Provided material START
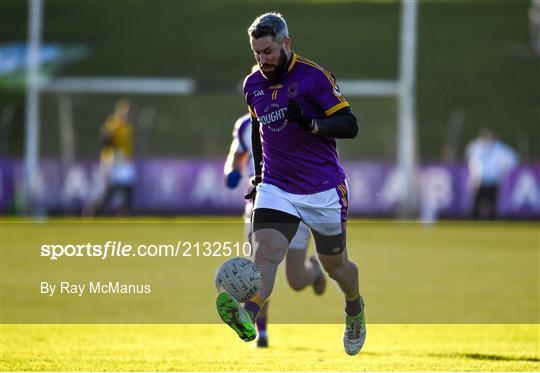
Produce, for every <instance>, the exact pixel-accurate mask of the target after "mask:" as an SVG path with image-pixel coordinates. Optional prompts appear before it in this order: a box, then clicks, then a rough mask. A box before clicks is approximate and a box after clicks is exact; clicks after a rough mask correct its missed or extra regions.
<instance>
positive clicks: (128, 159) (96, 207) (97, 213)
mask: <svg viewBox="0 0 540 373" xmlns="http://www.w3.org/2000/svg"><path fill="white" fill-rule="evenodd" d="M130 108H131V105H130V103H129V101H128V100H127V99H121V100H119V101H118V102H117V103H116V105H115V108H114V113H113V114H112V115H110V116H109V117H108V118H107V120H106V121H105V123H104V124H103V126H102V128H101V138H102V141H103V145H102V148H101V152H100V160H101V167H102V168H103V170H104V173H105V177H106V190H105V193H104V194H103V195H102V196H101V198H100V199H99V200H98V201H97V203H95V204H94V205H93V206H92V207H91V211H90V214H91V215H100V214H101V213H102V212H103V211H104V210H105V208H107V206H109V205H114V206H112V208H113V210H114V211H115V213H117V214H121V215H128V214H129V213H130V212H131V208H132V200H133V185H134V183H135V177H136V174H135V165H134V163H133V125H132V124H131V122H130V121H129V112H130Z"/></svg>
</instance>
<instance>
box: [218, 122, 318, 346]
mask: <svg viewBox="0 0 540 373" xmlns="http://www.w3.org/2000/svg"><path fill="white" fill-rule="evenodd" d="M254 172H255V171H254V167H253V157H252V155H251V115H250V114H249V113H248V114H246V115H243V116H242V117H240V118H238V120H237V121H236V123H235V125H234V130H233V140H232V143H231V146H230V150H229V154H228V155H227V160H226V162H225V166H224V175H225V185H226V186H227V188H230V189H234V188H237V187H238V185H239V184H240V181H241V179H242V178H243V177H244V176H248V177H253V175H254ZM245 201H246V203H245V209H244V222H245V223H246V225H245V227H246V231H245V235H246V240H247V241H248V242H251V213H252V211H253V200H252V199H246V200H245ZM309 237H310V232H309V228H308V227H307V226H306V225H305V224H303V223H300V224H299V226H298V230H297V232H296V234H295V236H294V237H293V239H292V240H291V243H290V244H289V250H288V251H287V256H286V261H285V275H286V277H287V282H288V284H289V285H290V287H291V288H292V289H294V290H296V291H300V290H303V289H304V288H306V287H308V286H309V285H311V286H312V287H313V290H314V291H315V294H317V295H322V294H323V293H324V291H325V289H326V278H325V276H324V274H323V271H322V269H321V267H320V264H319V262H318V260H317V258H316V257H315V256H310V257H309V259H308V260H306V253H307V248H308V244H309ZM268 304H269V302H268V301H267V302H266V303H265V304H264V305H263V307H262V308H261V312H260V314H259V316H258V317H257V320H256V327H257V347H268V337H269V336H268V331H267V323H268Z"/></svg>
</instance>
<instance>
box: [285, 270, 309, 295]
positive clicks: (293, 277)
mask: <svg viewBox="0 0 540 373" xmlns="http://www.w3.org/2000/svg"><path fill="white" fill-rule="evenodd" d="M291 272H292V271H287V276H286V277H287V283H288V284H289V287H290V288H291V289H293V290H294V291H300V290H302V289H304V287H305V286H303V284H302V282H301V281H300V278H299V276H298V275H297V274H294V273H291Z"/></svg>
Provided material END
Provided material START
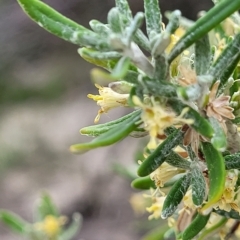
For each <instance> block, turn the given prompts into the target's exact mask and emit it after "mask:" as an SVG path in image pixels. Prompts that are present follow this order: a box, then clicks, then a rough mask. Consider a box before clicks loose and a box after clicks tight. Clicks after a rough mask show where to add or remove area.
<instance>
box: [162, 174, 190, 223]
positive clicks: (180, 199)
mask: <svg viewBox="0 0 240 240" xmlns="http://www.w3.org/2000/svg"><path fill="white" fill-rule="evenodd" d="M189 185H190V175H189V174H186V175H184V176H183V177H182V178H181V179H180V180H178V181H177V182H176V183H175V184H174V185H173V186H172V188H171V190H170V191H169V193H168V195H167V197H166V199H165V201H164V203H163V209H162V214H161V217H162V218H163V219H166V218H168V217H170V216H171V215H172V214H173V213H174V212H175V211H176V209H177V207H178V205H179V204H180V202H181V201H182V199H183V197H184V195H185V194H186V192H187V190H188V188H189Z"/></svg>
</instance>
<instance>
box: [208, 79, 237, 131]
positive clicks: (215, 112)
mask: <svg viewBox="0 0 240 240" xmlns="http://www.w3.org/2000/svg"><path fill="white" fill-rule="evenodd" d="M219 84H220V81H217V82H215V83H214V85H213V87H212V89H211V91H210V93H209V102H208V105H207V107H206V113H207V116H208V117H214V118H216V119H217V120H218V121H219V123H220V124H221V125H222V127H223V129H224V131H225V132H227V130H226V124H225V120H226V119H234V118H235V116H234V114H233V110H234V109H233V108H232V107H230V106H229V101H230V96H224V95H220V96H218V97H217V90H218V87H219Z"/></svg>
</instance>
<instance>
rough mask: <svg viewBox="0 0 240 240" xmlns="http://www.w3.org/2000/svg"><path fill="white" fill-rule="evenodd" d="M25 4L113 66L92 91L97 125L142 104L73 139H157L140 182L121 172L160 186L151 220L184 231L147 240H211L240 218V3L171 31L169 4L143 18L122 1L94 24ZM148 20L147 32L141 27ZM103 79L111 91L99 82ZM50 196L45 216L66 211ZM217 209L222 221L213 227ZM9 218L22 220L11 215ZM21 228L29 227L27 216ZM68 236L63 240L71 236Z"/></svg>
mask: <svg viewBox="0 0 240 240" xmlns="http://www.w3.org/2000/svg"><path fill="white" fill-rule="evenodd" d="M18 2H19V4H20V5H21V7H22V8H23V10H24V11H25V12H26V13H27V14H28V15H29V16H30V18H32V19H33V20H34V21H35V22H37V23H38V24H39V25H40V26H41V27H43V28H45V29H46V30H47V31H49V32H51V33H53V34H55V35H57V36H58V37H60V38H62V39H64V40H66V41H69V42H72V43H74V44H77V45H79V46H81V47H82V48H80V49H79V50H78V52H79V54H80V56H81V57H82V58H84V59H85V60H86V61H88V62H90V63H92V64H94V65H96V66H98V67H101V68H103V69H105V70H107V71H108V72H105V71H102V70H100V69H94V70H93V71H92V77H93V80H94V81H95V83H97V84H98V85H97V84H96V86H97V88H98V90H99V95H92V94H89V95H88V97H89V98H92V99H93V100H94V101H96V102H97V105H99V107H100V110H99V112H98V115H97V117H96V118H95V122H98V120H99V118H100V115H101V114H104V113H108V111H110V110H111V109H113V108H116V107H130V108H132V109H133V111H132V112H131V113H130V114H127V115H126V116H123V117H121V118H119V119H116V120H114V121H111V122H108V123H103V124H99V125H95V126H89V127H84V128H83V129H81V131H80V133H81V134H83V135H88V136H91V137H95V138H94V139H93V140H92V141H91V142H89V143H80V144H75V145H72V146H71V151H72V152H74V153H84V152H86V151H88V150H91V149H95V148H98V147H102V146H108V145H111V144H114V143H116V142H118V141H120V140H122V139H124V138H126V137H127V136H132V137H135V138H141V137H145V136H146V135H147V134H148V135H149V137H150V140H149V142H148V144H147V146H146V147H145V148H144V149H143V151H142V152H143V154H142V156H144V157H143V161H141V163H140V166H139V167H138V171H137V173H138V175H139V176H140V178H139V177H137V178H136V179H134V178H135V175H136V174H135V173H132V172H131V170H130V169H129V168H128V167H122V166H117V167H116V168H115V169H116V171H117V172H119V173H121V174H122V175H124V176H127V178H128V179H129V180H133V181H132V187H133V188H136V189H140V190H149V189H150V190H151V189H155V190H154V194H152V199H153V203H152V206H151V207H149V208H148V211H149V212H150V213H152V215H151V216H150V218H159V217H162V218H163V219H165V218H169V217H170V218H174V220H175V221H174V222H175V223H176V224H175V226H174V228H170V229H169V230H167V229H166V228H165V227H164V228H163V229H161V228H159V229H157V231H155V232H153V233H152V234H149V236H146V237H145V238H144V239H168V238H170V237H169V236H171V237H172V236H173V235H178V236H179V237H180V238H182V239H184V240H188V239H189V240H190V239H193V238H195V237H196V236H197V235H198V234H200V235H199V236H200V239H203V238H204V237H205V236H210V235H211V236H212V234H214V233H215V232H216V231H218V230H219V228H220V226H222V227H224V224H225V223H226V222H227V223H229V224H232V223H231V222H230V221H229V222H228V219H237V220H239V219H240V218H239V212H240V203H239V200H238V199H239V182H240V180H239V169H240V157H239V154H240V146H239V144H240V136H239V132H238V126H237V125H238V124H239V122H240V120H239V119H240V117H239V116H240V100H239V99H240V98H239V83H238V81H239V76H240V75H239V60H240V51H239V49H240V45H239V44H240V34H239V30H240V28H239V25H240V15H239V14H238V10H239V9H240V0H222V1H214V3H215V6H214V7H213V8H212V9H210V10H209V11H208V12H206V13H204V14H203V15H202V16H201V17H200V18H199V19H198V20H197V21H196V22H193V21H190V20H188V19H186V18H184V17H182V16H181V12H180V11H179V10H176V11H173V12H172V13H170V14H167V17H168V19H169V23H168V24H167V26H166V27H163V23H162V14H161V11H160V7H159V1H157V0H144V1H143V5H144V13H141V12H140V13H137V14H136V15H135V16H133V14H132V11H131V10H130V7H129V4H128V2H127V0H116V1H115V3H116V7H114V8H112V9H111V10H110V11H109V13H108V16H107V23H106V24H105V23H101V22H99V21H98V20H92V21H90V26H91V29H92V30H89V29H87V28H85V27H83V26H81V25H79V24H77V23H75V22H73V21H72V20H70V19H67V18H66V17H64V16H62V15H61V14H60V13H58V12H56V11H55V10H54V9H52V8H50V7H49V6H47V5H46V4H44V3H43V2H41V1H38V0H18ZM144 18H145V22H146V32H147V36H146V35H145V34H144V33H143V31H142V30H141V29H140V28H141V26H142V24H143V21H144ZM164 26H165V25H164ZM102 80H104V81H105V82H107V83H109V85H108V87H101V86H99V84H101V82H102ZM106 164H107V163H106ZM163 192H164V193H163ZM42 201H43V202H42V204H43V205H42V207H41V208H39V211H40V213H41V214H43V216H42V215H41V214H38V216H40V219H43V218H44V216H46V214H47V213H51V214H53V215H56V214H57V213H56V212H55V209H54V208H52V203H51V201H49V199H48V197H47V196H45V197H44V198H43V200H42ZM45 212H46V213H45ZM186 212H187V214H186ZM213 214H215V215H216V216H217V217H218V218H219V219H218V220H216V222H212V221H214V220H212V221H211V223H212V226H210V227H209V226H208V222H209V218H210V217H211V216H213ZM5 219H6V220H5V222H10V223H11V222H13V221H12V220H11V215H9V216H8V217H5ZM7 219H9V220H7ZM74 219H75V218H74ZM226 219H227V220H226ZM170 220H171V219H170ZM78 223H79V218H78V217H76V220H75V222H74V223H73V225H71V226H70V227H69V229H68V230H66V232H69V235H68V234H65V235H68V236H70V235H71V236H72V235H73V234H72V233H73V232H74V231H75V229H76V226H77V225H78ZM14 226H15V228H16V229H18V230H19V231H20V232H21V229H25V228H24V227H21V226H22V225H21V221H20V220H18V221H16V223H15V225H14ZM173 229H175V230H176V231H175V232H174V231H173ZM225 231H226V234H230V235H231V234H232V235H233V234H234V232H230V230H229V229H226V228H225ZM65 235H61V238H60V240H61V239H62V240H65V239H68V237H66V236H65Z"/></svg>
Provided material END
Provided material START
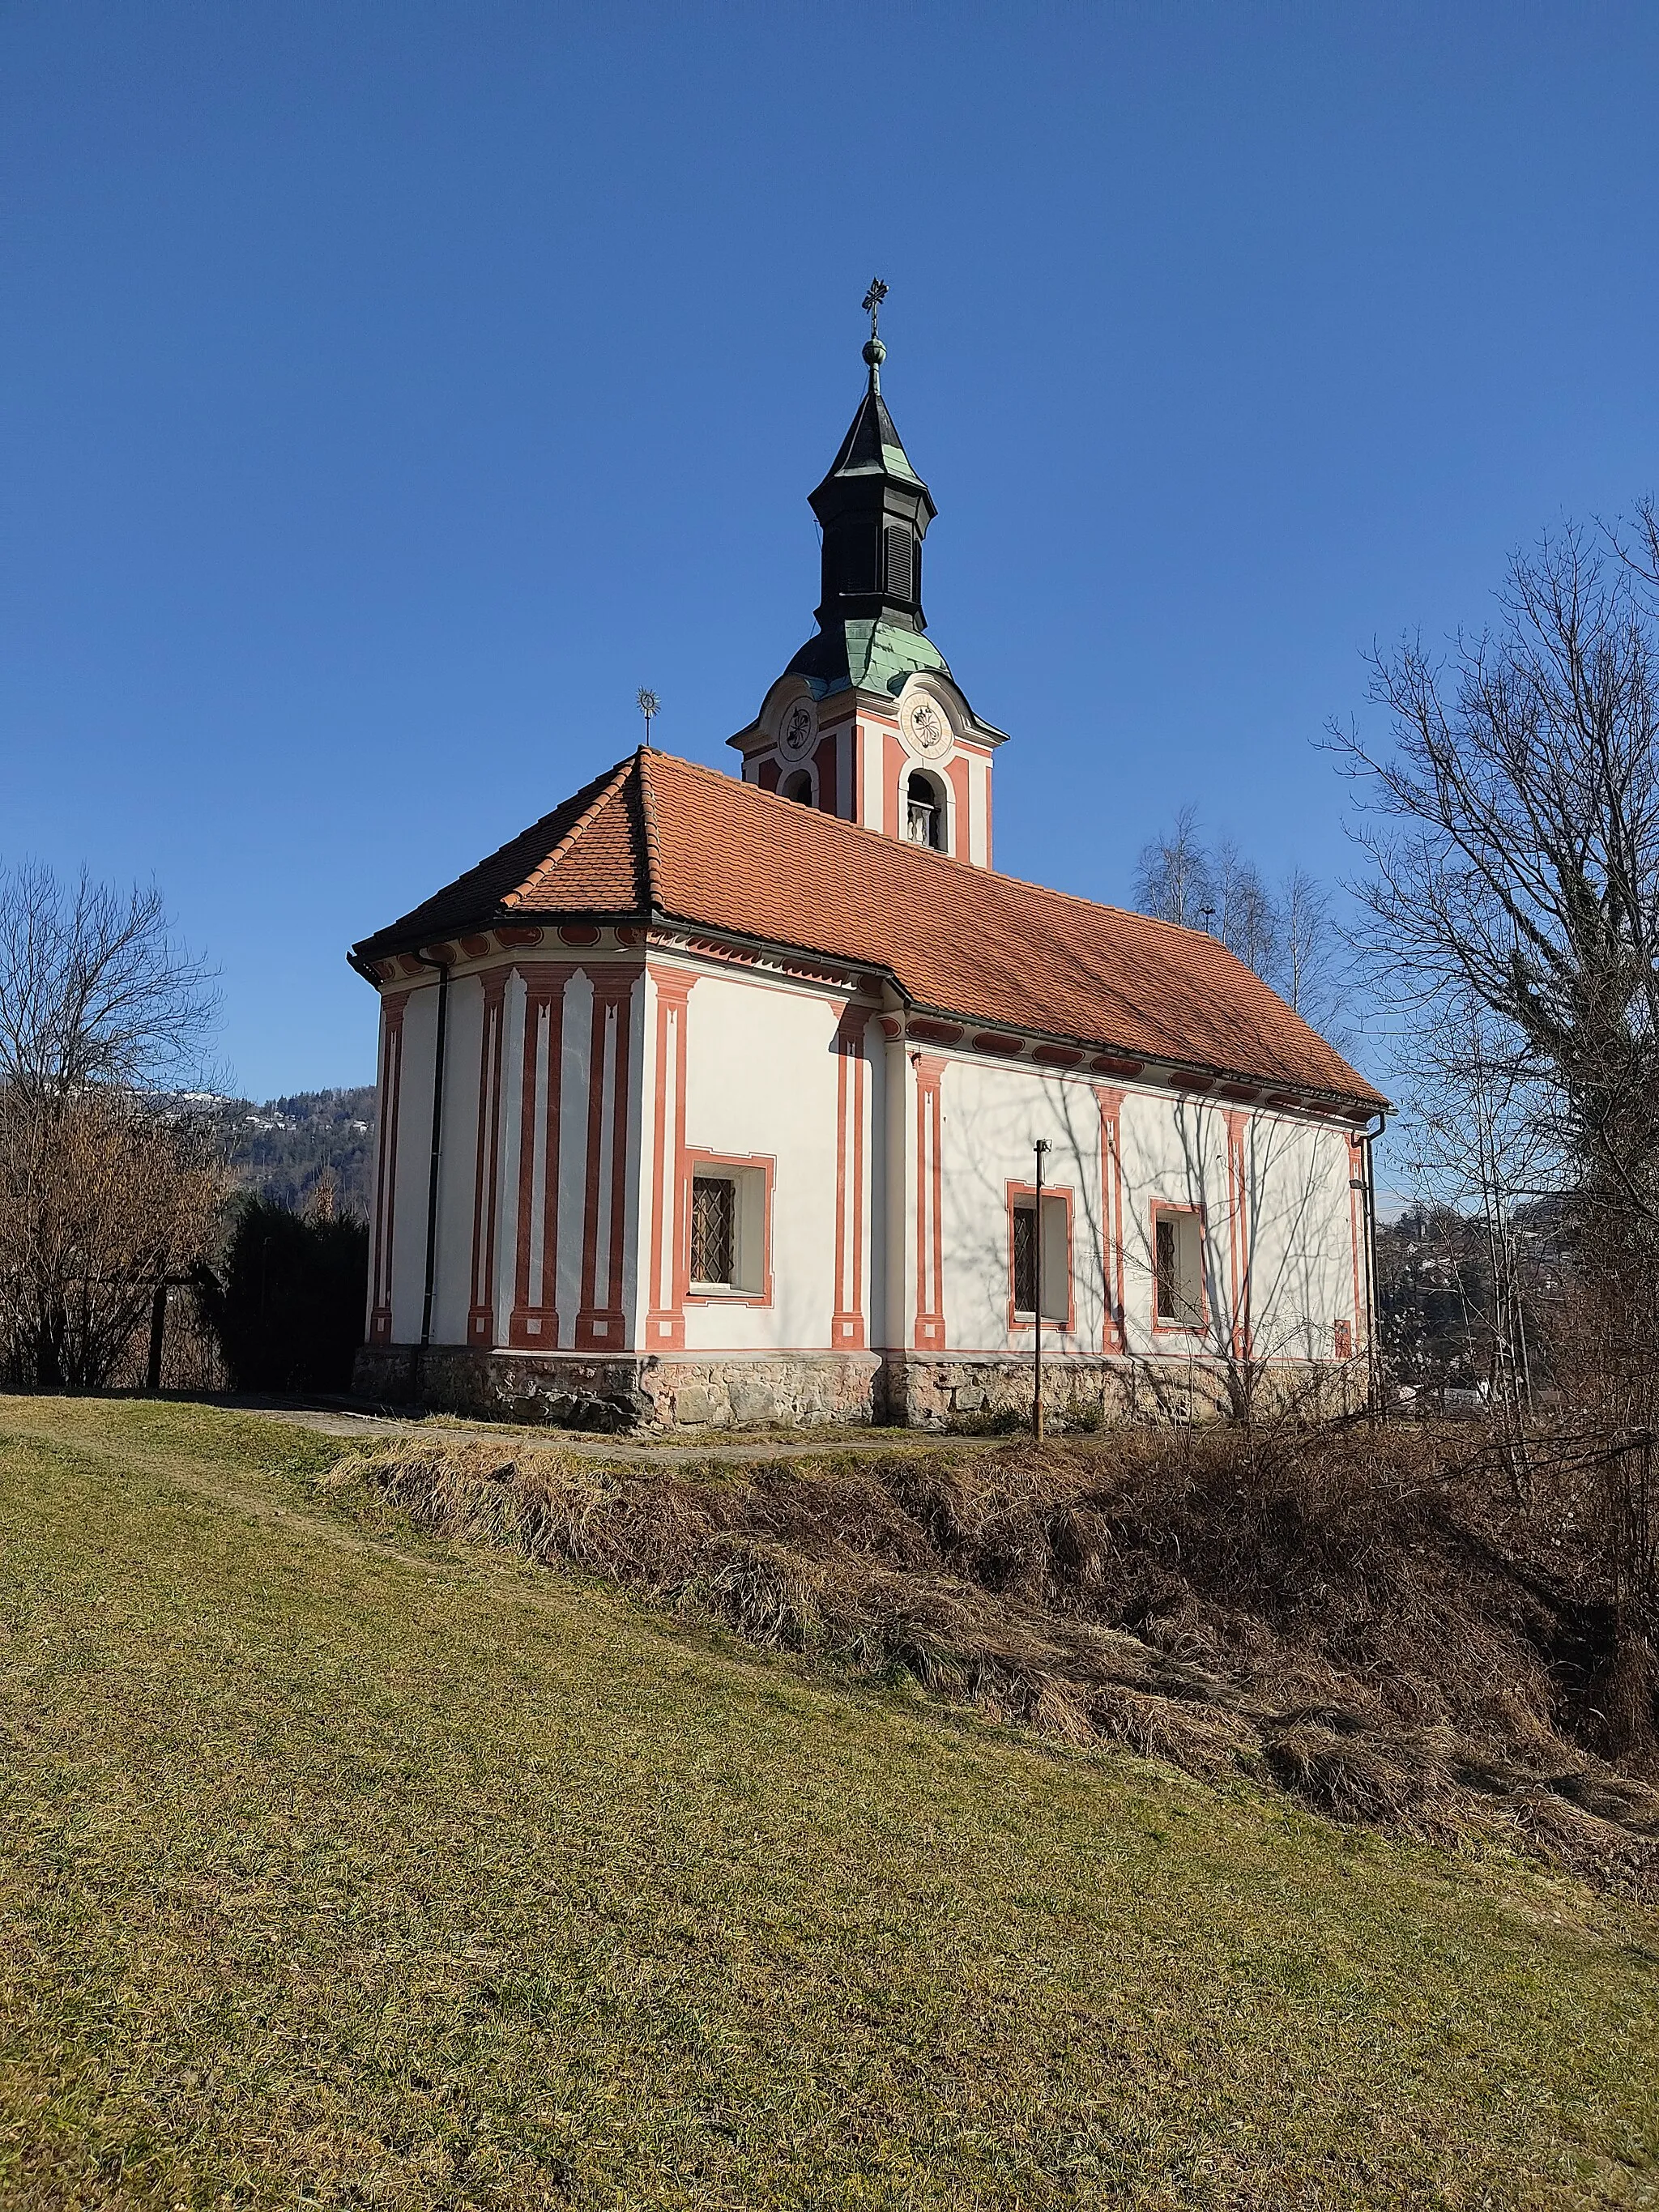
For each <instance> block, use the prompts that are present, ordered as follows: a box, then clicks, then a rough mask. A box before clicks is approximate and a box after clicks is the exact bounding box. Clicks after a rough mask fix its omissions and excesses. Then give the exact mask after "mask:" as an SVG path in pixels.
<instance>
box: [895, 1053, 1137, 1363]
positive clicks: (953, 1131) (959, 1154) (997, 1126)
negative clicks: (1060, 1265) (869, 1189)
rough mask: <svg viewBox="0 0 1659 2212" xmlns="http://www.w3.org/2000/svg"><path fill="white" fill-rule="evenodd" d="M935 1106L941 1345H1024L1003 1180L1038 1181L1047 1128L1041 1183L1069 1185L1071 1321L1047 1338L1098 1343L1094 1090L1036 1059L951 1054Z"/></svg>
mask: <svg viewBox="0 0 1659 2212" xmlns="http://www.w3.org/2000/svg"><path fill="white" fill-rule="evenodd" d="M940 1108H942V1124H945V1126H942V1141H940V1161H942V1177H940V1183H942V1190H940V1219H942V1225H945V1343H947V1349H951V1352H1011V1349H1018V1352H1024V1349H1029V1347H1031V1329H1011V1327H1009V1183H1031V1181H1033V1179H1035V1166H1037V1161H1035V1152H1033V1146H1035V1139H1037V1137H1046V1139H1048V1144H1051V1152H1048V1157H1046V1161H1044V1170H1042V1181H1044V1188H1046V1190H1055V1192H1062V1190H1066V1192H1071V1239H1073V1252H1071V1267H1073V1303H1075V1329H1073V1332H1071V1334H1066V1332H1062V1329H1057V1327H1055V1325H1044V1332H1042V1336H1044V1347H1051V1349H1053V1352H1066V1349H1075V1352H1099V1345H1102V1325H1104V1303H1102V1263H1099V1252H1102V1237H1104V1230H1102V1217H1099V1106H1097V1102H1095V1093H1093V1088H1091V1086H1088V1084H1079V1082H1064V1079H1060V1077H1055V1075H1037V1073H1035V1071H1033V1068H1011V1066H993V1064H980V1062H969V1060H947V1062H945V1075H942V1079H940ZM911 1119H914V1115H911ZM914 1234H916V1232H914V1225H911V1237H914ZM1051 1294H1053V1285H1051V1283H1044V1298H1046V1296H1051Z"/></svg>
Provided material END
### What the task asks:
Pull out every line above that contains the string "positive", and copy each one in full. Case counts.

### Solution:
positive clicks: (128, 159) (96, 207) (97, 213)
positive clicks: (293, 277)
positive clicks: (180, 199)
positive clicks: (215, 112)
positive clicks: (953, 1131) (959, 1154) (997, 1126)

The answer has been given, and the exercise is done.